Try it -
Each line containing the word "instance" must be copied from the material below.

━━ Extracted entries ━━

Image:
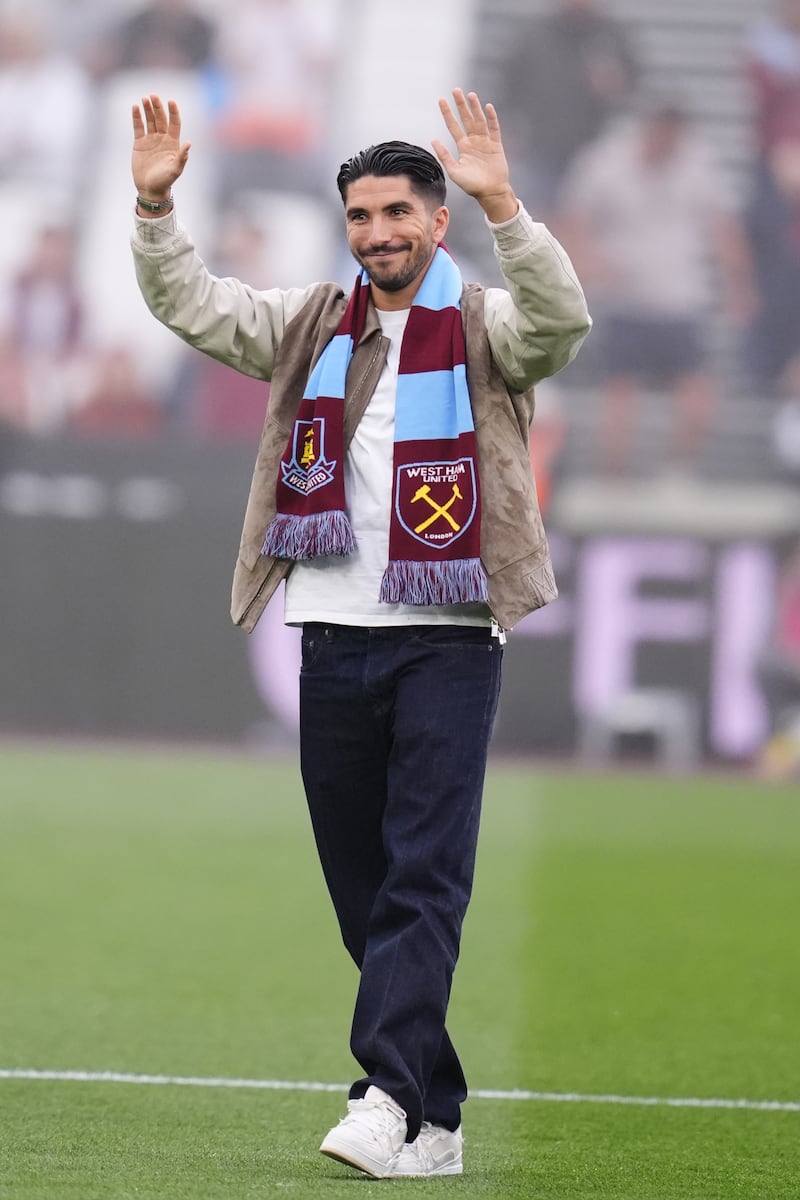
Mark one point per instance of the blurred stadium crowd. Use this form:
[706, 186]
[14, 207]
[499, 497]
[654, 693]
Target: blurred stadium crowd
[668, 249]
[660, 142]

━━━
━━ Extracted entries ━━

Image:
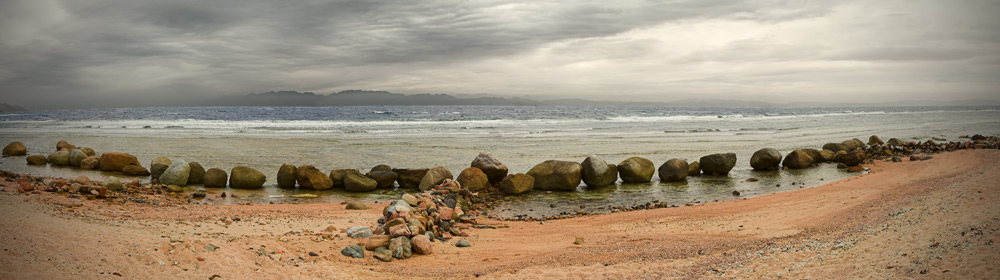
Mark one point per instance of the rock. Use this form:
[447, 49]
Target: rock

━━━
━━ Extracted entries ━━

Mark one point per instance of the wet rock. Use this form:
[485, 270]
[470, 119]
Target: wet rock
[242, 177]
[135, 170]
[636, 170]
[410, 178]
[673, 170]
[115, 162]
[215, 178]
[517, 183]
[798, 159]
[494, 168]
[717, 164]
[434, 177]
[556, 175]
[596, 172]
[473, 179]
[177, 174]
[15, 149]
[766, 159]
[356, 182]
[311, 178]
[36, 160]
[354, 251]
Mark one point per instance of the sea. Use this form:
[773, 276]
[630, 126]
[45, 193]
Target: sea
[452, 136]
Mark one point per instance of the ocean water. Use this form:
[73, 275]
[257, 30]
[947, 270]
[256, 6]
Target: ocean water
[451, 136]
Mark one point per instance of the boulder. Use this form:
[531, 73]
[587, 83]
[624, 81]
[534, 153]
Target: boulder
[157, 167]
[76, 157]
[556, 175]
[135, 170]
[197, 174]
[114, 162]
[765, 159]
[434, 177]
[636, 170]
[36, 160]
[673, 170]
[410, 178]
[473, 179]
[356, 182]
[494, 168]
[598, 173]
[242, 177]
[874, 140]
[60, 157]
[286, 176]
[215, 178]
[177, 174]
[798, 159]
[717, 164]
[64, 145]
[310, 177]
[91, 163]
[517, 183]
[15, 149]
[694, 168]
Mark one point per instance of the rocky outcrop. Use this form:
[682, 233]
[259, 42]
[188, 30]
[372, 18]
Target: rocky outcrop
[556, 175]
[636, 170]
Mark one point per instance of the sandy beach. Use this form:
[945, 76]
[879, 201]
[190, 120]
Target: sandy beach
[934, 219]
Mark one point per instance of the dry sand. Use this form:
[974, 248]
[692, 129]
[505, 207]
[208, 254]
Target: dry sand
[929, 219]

━━━

Result for this exercise -
Mark one point per instance of the blurred stadium crowd. Use this form:
Mark one point per instance of the rock. Use this form:
Mark one point per instance of the wet rock. Use this form:
Mark one point per instance of the sea. Use this form:
Mark one point per instance of the ocean water. Use this form:
Mark one point per instance of the boulder. Use this form:
Mark one point per instance of the rocky outcrop. Use this form:
Mark one point per instance of the sandy beach. Use this form:
Mark one point per instance of the dry sand. Use this form:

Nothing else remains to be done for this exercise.